Goal of the exercise ::
Retype the listing below character for character, omitting the pictures.

* Begin Data excerpts *

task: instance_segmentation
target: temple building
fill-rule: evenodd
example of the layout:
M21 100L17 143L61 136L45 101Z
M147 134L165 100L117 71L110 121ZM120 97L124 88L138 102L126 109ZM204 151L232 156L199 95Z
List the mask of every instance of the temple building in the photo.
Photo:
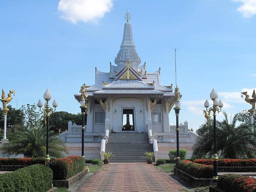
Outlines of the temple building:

* End Data excerpts *

Solution ::
task: instance_segmentation
target: temple building
fill-rule: evenodd
example of the layout:
M21 100L17 143L61 136L45 101Z
M147 134L165 100L117 71L110 121ZM120 97L124 88L138 102L126 109ZM204 151L232 156L199 95Z
List the mask of every instance of the temple building in the photo.
Photo:
Outlines of the temple building:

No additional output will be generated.